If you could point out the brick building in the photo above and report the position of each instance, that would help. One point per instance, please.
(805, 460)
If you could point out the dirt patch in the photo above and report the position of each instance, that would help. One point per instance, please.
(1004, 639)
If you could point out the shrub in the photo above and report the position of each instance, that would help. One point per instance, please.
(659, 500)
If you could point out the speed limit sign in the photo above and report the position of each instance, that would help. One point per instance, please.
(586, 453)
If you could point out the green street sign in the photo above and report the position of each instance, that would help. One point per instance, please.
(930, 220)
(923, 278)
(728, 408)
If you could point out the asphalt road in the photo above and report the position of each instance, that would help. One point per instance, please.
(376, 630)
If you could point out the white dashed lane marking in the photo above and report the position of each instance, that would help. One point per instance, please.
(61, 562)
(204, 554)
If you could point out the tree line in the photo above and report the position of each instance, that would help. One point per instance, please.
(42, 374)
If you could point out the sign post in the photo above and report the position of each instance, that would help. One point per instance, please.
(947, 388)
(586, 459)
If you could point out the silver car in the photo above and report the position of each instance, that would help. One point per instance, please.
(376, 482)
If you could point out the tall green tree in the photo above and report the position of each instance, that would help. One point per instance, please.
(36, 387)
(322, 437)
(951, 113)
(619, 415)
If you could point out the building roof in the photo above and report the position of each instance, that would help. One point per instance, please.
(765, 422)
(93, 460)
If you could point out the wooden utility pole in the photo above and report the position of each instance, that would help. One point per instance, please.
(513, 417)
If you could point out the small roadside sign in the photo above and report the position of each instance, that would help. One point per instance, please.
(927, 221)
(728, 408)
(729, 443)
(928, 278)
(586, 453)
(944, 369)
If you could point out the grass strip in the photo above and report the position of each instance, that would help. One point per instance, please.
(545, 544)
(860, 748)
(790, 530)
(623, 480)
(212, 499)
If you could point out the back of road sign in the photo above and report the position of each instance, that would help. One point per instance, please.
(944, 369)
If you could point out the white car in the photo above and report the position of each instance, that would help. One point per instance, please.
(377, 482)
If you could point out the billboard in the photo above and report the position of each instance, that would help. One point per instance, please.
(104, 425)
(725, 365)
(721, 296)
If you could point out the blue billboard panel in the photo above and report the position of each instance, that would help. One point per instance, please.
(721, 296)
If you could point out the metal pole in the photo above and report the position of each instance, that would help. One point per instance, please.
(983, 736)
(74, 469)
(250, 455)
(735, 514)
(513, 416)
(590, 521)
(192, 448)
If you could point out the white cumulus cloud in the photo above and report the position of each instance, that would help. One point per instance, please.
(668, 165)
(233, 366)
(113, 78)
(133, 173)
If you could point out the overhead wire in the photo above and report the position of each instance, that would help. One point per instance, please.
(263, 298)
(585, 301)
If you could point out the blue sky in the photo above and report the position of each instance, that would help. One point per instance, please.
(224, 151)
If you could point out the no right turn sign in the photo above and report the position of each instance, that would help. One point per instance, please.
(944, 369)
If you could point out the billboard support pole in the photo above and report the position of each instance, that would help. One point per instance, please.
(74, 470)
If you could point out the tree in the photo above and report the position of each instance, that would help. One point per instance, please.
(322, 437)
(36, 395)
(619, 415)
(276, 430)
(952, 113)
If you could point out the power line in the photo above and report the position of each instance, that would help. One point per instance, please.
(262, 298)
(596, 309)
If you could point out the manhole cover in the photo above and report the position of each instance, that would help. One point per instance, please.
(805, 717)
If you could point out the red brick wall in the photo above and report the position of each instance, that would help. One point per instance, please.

==============================

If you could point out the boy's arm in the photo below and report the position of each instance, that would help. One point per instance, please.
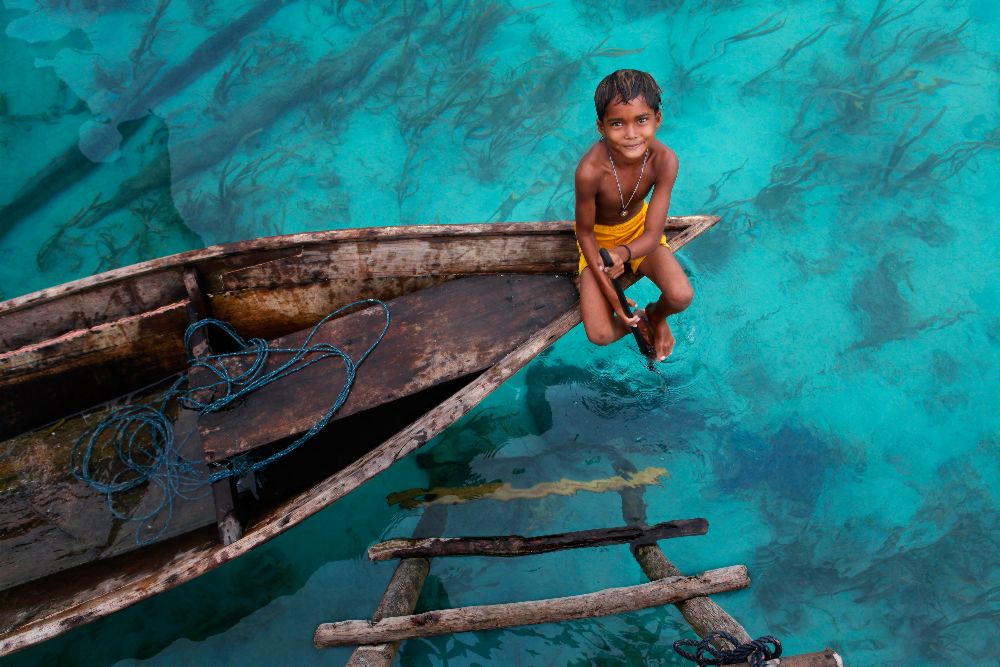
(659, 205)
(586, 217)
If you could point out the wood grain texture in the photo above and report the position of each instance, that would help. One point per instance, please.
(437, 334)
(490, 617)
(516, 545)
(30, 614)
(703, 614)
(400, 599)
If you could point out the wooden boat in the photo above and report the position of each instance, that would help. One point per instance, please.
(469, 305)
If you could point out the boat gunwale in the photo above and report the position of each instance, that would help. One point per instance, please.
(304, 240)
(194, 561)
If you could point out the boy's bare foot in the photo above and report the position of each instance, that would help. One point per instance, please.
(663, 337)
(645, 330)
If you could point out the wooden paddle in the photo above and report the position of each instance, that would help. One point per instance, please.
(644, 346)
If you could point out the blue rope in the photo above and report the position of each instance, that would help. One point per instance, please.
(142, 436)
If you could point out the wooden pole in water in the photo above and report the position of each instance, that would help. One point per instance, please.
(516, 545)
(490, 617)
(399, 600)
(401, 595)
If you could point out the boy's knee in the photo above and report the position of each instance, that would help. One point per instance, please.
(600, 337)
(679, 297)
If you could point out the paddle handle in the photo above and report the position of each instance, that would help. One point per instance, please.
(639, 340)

==============================

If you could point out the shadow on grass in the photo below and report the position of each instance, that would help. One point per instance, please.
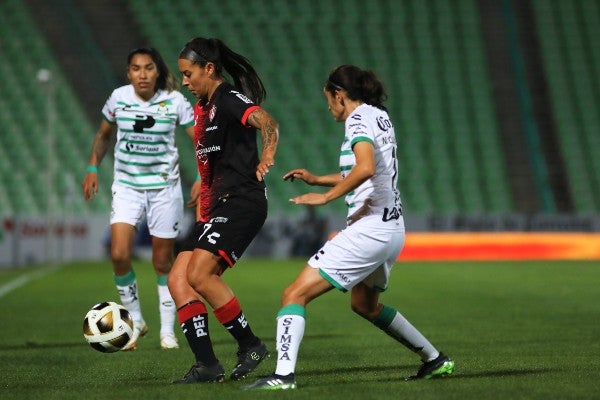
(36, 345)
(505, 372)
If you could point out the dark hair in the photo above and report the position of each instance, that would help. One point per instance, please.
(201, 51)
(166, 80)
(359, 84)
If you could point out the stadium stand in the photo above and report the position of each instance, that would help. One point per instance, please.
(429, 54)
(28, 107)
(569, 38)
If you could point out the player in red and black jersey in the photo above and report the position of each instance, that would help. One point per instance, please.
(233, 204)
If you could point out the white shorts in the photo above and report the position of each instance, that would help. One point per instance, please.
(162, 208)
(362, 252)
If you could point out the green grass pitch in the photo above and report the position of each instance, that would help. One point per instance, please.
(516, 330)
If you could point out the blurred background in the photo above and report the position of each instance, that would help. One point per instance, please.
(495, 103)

==============================

GIVEN TASK: Reproduce the lines from the one containing "If you could point out the brick" through the one containing "(1004, 639)", inclusive, changing every "report" to "state" and leaving everything else as it is.

PROBLEM SOLUTION:
If you could point out the brick building in the photo above and state the position of each instance, that would help. One point per instance, please.
(805, 460)
If you could point out the dirt patch in the photo above and state the position of each instance, that would help. One point per instance, please.
(1004, 639)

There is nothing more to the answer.